Task: Check every line below for the string "frame", and copy the lines that contain it.

Listed records START

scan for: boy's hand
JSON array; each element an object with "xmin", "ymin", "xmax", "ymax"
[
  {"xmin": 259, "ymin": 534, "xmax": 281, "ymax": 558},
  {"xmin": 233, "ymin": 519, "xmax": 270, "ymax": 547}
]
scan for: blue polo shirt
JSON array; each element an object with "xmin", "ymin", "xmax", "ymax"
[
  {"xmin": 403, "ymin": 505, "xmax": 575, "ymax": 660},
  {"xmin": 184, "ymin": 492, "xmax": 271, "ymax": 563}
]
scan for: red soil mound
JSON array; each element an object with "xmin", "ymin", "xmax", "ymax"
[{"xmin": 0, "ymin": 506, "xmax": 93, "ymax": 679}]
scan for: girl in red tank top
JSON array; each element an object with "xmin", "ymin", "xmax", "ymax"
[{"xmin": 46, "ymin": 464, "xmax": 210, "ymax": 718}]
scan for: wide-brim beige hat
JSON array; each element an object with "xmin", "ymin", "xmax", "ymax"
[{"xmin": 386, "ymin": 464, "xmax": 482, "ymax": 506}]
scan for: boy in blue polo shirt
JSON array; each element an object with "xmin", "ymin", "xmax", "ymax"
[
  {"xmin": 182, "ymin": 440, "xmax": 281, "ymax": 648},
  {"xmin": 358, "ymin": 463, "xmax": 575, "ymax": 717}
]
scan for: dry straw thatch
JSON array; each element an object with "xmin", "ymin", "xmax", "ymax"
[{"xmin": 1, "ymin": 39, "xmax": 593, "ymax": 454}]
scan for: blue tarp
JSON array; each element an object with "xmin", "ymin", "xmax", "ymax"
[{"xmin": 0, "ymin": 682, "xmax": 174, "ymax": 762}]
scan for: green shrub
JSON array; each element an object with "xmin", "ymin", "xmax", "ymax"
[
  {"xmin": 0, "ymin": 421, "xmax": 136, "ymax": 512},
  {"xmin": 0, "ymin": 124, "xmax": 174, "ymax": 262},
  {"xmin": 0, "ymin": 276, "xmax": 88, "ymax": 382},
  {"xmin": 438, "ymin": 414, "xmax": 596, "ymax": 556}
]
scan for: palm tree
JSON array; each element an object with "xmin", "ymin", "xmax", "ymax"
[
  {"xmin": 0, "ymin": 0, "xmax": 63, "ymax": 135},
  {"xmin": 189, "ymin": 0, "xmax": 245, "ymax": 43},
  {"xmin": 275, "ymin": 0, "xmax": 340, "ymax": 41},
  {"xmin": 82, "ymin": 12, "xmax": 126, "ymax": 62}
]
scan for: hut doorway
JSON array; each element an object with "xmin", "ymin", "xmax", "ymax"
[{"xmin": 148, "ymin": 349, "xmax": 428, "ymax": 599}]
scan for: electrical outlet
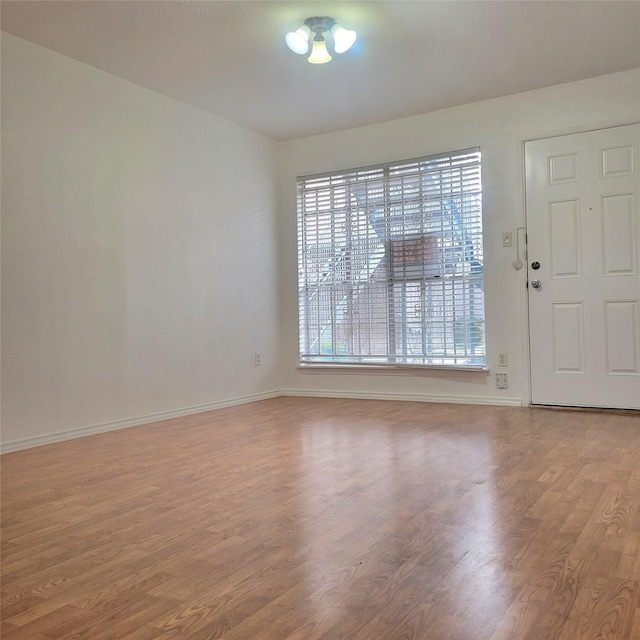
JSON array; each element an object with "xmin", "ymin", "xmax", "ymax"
[
  {"xmin": 496, "ymin": 373, "xmax": 508, "ymax": 389},
  {"xmin": 502, "ymin": 232, "xmax": 513, "ymax": 247},
  {"xmin": 254, "ymin": 352, "xmax": 262, "ymax": 366},
  {"xmin": 498, "ymin": 352, "xmax": 508, "ymax": 367}
]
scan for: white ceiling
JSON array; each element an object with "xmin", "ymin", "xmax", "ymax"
[{"xmin": 2, "ymin": 1, "xmax": 639, "ymax": 141}]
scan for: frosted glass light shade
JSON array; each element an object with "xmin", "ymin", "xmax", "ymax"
[
  {"xmin": 308, "ymin": 38, "xmax": 332, "ymax": 64},
  {"xmin": 331, "ymin": 24, "xmax": 356, "ymax": 53},
  {"xmin": 286, "ymin": 17, "xmax": 356, "ymax": 63},
  {"xmin": 285, "ymin": 25, "xmax": 311, "ymax": 54}
]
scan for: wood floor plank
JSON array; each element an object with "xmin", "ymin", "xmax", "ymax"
[{"xmin": 2, "ymin": 398, "xmax": 639, "ymax": 639}]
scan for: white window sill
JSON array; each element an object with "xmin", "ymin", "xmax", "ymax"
[{"xmin": 297, "ymin": 363, "xmax": 490, "ymax": 375}]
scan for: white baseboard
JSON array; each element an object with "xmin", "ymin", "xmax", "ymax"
[
  {"xmin": 0, "ymin": 390, "xmax": 281, "ymax": 454},
  {"xmin": 1, "ymin": 388, "xmax": 523, "ymax": 454},
  {"xmin": 280, "ymin": 388, "xmax": 524, "ymax": 407}
]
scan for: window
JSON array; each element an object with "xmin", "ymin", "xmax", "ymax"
[{"xmin": 297, "ymin": 148, "xmax": 485, "ymax": 368}]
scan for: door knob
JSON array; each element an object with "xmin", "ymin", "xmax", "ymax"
[{"xmin": 531, "ymin": 279, "xmax": 542, "ymax": 289}]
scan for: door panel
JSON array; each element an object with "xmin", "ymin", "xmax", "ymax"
[
  {"xmin": 549, "ymin": 199, "xmax": 582, "ymax": 277},
  {"xmin": 604, "ymin": 300, "xmax": 639, "ymax": 375},
  {"xmin": 526, "ymin": 124, "xmax": 640, "ymax": 409},
  {"xmin": 552, "ymin": 302, "xmax": 585, "ymax": 374},
  {"xmin": 602, "ymin": 194, "xmax": 636, "ymax": 275}
]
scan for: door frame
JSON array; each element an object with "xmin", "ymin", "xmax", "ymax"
[{"xmin": 522, "ymin": 122, "xmax": 640, "ymax": 409}]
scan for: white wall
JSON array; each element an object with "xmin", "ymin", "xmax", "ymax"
[
  {"xmin": 1, "ymin": 34, "xmax": 280, "ymax": 450},
  {"xmin": 277, "ymin": 69, "xmax": 640, "ymax": 406},
  {"xmin": 2, "ymin": 31, "xmax": 639, "ymax": 452}
]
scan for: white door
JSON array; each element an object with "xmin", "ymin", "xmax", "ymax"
[{"xmin": 526, "ymin": 124, "xmax": 640, "ymax": 409}]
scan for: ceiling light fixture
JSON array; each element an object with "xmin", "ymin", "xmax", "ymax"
[{"xmin": 286, "ymin": 17, "xmax": 356, "ymax": 64}]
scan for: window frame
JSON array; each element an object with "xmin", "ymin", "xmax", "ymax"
[{"xmin": 296, "ymin": 148, "xmax": 486, "ymax": 371}]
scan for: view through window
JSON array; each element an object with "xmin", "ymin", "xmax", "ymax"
[{"xmin": 297, "ymin": 148, "xmax": 485, "ymax": 368}]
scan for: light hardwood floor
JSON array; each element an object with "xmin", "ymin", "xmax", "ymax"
[{"xmin": 2, "ymin": 397, "xmax": 640, "ymax": 639}]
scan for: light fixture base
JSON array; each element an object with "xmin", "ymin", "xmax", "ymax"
[{"xmin": 303, "ymin": 16, "xmax": 336, "ymax": 34}]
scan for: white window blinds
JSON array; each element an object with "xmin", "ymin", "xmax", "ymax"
[{"xmin": 297, "ymin": 148, "xmax": 485, "ymax": 368}]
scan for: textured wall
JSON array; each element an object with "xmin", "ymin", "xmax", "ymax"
[
  {"xmin": 277, "ymin": 69, "xmax": 640, "ymax": 405},
  {"xmin": 2, "ymin": 31, "xmax": 639, "ymax": 449},
  {"xmin": 1, "ymin": 34, "xmax": 280, "ymax": 447}
]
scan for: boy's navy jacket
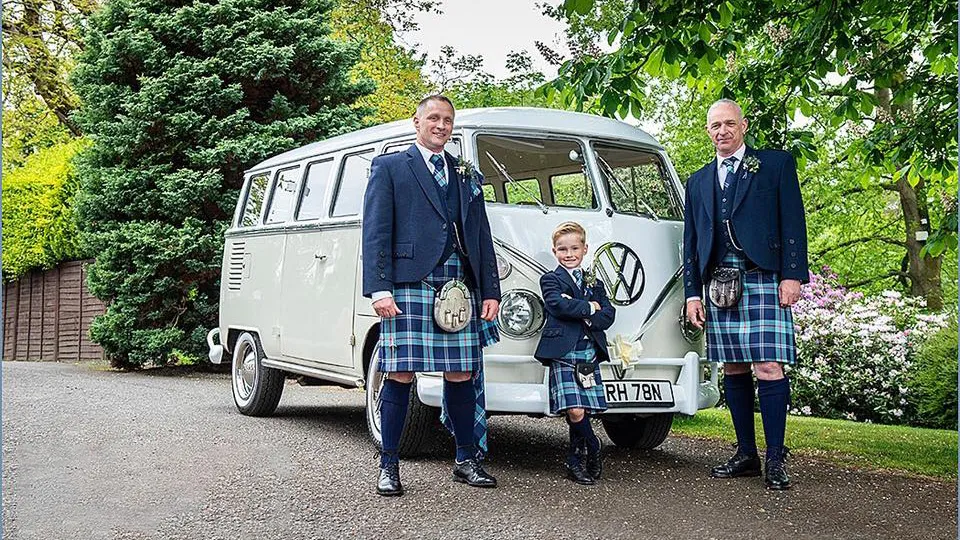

Listed records END

Task solution:
scan for: door frame
scan for: window frame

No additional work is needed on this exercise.